ESTRATTO:
La sua arte è fondamentalmente drammaturgica, piena di energia, di suggestioni espressioniste e surrealiste, di contaminazioni metaforiche e grottesche: al centro vi è sempre l’uomo e i suoi sentimenti, ripresi dai miti e dalle storie del mondo, restituiti all’osservatore in prospettive inconsuete ed estranee a ogni ottica tradizionale. Pittura e teatro in lui si completano a vicenda ed esprimono una vitalità irrefrenabile, che assume forme di perenne metamorfosi e cromatismi gioiosi e contrastanti, fiabeschi e stidenti.

Teatrante per vocazione, porta sul palco nel 2011 al Teatro San Sisto di Colognola uno spettacolo coraggioso di straordinaria autoironia, “L’Oltre”, uno show pieno di contaminazioni tra musica, recitazione, pittura, scultura, con il coinvolgimento di attori e ballerini, con musica e regia scritte da lui stesso per l’occasione. Quasi la summa di una vita nelle forme aggiornate della commedia dell’arte.

Per lui creare significa ogni volta sperimentare. Le sue tecniche miste sono ‘miste’ nel senso più ampio del termine: tempera, collage, china, gessetti, penne, pastelli, oli, su materiali poveri come canovacci e stoffe, compensato, cartone, legno, polistirolo. Quasi non c’è differenza, nella sostanza, tra bidimensione e tridimensione. Le sue creazioni fanno pensare alle botteghe dei pupari che affrontano con ogni mezzo tutti gli aspetti della messa in scena, a partire dall’esecuzione dei fondali al costume agli effetti di luce alla rappresentazione finale. Tra i suoi cicli più emblematici una Via Crucis allestita a Palazzo Belli a Grassobbio nel gennaio del 2000, con silhouette dipinte mutilate e distorte, espressione di una pittura lacerante ove “pietas, amor et dolor – ci aveva illustrato – si fondono inscindibili nel vissuto umano sconvolto dalle oppressioni e dal dramma”.

Righe di un dataset
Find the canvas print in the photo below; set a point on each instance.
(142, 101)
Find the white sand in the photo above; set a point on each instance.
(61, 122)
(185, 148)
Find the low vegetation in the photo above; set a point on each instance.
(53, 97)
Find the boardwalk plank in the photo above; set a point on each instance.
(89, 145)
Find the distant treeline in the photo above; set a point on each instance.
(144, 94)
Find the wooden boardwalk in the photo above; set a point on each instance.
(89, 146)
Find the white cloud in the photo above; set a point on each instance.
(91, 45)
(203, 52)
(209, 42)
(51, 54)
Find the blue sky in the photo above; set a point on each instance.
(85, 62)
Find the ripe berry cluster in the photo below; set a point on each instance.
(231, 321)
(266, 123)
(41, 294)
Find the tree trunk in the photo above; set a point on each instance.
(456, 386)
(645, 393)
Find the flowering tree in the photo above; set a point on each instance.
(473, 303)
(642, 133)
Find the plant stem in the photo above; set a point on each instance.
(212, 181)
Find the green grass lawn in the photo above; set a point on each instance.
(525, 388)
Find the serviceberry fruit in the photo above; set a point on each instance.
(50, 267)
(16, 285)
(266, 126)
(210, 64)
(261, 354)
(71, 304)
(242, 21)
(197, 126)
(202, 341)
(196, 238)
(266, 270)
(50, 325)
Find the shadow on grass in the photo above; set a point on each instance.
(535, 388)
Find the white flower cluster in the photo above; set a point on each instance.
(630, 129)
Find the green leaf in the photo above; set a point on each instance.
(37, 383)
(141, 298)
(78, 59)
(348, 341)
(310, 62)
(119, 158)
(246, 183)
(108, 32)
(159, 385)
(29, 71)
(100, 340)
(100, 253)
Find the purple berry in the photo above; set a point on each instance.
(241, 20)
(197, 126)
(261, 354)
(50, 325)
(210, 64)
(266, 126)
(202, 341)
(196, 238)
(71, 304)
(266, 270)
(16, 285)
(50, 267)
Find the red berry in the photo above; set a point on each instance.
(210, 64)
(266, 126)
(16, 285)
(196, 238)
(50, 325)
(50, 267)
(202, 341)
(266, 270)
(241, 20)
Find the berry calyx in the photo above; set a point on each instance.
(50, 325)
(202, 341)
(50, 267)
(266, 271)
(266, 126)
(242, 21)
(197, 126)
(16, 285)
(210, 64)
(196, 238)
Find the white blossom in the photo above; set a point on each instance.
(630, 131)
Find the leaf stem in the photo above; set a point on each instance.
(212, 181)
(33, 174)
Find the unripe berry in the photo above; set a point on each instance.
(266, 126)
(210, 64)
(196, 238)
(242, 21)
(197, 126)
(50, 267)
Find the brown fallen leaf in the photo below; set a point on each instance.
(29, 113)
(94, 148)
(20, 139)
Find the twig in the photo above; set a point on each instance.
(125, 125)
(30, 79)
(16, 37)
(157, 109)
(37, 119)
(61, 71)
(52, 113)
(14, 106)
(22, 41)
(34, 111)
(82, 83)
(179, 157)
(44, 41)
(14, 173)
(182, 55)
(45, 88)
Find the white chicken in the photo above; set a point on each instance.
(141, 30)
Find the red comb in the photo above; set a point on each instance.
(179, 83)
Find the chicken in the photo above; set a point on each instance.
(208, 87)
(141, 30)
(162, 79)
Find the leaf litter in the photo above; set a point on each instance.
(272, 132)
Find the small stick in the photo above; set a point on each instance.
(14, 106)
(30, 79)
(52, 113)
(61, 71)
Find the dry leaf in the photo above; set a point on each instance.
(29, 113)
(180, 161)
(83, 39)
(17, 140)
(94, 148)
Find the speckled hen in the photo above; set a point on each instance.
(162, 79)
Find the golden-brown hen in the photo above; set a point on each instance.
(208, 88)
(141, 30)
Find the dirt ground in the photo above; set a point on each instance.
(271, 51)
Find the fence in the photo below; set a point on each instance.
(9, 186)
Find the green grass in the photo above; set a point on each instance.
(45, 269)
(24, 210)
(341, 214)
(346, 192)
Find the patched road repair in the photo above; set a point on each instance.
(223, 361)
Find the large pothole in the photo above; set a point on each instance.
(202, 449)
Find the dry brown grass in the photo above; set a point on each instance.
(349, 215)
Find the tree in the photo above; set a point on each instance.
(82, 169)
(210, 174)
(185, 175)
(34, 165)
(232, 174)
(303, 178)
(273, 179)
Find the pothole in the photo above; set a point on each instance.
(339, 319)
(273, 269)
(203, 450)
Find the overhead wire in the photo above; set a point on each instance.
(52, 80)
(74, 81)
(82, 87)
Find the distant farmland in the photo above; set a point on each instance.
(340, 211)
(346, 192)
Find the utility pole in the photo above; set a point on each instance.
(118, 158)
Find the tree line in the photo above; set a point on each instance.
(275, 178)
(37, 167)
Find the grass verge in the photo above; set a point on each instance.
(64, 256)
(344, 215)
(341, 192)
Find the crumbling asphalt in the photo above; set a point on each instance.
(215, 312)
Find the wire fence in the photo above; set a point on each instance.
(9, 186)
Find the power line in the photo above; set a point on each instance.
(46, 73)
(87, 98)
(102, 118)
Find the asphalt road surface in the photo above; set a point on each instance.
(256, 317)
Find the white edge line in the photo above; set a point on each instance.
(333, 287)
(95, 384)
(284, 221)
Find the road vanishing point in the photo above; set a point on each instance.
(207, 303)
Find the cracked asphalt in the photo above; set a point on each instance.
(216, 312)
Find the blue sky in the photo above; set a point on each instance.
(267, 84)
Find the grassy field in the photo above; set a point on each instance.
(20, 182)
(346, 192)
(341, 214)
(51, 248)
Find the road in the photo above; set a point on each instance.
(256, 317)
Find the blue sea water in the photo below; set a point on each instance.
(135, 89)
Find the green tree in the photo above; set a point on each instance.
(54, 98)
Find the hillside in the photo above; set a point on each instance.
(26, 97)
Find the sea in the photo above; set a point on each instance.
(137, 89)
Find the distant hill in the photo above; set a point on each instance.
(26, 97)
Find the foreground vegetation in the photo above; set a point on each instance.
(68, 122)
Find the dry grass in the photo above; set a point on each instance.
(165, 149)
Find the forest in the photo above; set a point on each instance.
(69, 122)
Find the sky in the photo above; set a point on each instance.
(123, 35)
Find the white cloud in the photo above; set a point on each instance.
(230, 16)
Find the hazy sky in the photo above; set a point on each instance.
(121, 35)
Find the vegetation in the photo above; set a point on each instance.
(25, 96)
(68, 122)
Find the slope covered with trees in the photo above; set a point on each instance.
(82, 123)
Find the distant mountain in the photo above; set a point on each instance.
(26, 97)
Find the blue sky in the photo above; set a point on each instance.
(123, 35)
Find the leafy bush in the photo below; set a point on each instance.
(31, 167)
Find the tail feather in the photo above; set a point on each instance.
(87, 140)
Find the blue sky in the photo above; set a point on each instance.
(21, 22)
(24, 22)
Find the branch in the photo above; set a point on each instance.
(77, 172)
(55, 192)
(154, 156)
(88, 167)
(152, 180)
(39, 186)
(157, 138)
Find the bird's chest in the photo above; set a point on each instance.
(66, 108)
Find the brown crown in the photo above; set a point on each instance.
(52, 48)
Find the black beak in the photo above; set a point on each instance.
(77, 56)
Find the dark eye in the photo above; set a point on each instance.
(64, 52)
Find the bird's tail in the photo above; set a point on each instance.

COMPITI ASSEGNATI:
**A.** Sostituisci "Pittura" con "Scultura" nel passo dell'estratto sull'artista che va da "La sua arte" a "fiabeschi e stidenti.", e riscrivi il passo così modificato.
**B.** Scrivi il seguito dell'estratto sull'artista, cominciando dopo la sua ultima frase.

RISPOSTE:
**A.**
La sua arte è fondamentalmente drammaturgica, piena di energia, di suggestioni espressioniste e surrealiste, di contaminazioni metaforiche e grottesche: al centro vi è sempre l’uomo e i suoi sentimenti, ripresi dai miti e dalle storie del mondo, restituiti all’osservatore in prospettive inconsuete ed estranee a ogni ottica tradizionale. Scultura e teatro in lui si completano a vicenda ed esprimono una vitalità irrefrenabile, che assume forme di perenne metamorfosi e cromatismi gioiosi e contrastanti, fiabeschi e stidenti.

**B.**
Infaticabile animatore culturale, attento alla cultura alta e a quella popolare, membro di varie associazioni e circoli d’ambito storico e artistico, tra cui “Alle Radici della Comunità” e “Il Polline”, ha contribuito alla realizzazione di molti eventi nel comune in cui risiedeva, Grassobbio, specialmente a serate in chiave musicale quali manifestazioni canore e recital a Palazzo Belli.

A qualsiasi iniziativa partecipasse in veste di autore o coordinatore Pietro Mosca portava una ventata di espressività unica nel suo genere. La sua estrosa esuberanza, spesso incompresa dai bergamaschi, a volte mal digerita presso i campioni dell’asettica scena contemporanea dell’arte, aveva un che di ingenuo e di autentico, che ci restituisce oggi la memoria di un uomo affabile, sinceramente votato ai valori della cultura, dell’arte e dell’amicizia. Una personalità che non si può in alcun modo chiudere nei limiti di una restrittiva definizione.

Di sè diceva “Amo la cultura a trecentosessanta gradi e mi piace cimentarmi in campi sempre nuovi”. La sua vitalità inesausta nelle cose dell’arte e dell’esistenza resta indelebile nel ricordo di quanti a Bergamo hanno frequentato la scena delle arti visive nell’ultimo mezzo secolo.